- [Trecho do texto]:

Nesta altura, a bispa insistiu na necessidade de
educar, de ajudar os outros a respeitar a Terra, de partilhar recursos e dons.
Ela apelou-nos a lutar pelos povos indígenas, sempre preocupados em cuidar uns
dos outros, especialmente das crianças e dos idosos. Ela também sublinhou a
necessidade, enquanto povos indígenas, de procurar ferramentas para continuar o
seu modo de vida.
Patricia Gualinga salientou a importância de "um
evento que nos une na luta e na espiritualidade". Ela definiu o povo
Kichwa de Sarayaku, na Amazônia equatoriana, como um povo católico à sua
maneira, que encontra na espiritualidade uma força para defender o ecossistema
amazónico como Criação de Deus. Citando como exemplo o seu pai, um ancião
indígena que tem agora 97 anos de idade, disse que é possível reunir a
espiritualidade indígena e católica, porque a espiritualidade é uma só.
O seu povo sempre viu a Natureza como criação divina,
lembrando que as suas tradições espirituais apelam à luta com a firmeza de ter
os pés no chão e o coração e o cérebro no céu. Patricia Gualinga definiu o
tempo presente como momentos críticos, afirmando que estamos num caminho de não
retorno. Portanto, é tempo de unir esforços em todos os campos, político,
espiritual, social, em defesa da Amazônia. Aquela que foi auditora no Sínodo
para a Amazônia salientou a importância do apoio da Igreja na defesa da Amazônia,
a começar pelo Papa, muitos cardeais e bispos. Reconhecendo que existem diferentes
formas de apoiar os povos na defesa da Amazônia, insistiu que temos de nos unir
para transformar.
Kateri Mitchell, indígena do povo Mohawk, é uma
religiosa de Santa Ana, e sempre trabalhou sobre o tema da espiritualidade dos
povos originários. Ela define os Mohawks, que foram um dos modelos para a
Constituição dos EUA, como um povo forte e guerreiro, algo que os ajuda a
ligarem-se a Deus, destacando a relação muito forte do seu povo com a Terra.
Agradece aos seus pais pela formação espiritual da conectividade com a Terra e
com a Criação de Deus, a relação com a água, que lhe permitiu ter uma
identidade, ser perseverante, mergulhar em ministérios multiculturais que a
ajudaram a ser o seu verdadeiro eu e a ser capaz de partilhar o que foi capaz
de aprender com os outros.

- [Exercícios propostos]:
1. Segundo o texto sobre a espiritualidade indígena, qual é a idade atual do pai de Patricia Gualinga?
2. Transcreva o trecho do texto sobre a espiritualidade indígena que vai de "Patricia Gualinga salientou" até "espiritualidade é uma só.".
3. Prossiga o texto sobre a espiritualidade indígena a partir do ponto em que ele termina.
A listagem que vem em seguida é um material à parte, sem relação com o texto sobre a espiritualidade indígena.

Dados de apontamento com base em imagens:
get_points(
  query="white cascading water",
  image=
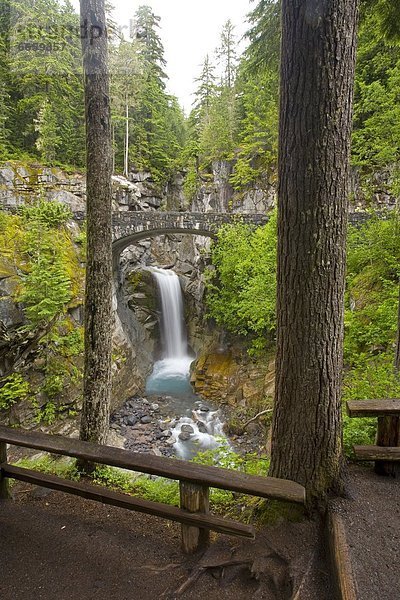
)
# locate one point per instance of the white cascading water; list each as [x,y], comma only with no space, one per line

- [Respostas]:
1. 97 anos.

2.
Patricia Gualinga salientou a importância de "um
evento que nos une na luta e na espiritualidade". Ela definiu o povo
Kichwa de Sarayaku, na Amazônia equatoriana, como um povo católico à sua
maneira, que encontra na espiritualidade uma força para defender o ecossistema
amazónico como Criação de Deus. Citando como exemplo o seu pai, um ancião
indígena que tem agora 97 anos de idade, disse que é possível reunir a
espiritualidade indígena e católica, porque a espiritualidade é uma só.

3.
Usando o símbolo da roda da medicina, que, segundo a
tradição do seu povo, liga a criação e nos liga a todos, ela refletiu sobre a
necessidade de superar todo o racismo e discriminação, porque somos parte da
criação de Deus, chamados a partilhar os dons especiais que cada um recebeu. Ao
mesmo tempo, pediu ajuda mútua, para reconhecer a ligação que provém dos dons
recebidos, para assumir que juntos formamos a família humana, partilhando os
dons que recebemos individualmente.
Da Amazônia peruana, Yesica Patiachi, contou à visão
do mundo do povo Harakbut, que se consideram filhos de uma árvore. A sua
espiritualidade baseia-se no respeito pela ordem dos mundos, o que os leva a
realizar diferentes ritos para expressar este respeito e a ouvir os sons da
floresta como forma de se ligarem ao mundo e lerem as diferentes manifestações
que a natureza lhes comunica. Respeitar o equilíbrio dos mundos é o caminho
para uma vida plena no mundo Harakbut, o que deve levar ao respeito pelos
espaços, a casa comum.
Um povo com uma grande capacidade de resiliência, tem
avançado no caminho da interculturalidade, algo que também tem sido
influenciado pelo fato de ter recebido o Deus cristão na sua cultura. Yesica,
que foi auditora do Sínodo da Amazônia e é atualmente uma das conselheiras da
REPAM, enfatizou a importância de cantar músicas católicas na sua língua,
porque o canto sempre esteve presente na sua cultura, como forma de expressar o
seu respeito pela floresta. Afirmou que desde que leu Laudato Si descobriu que
o Papa Francisco é mais um harakbut que luta pelo respeito da floresta.
Por isso insistiu na importância do respeito, de não quebrar o equilíbrio, como
uma forma de Bem Viver, de manter o equilíbrio com a floresta.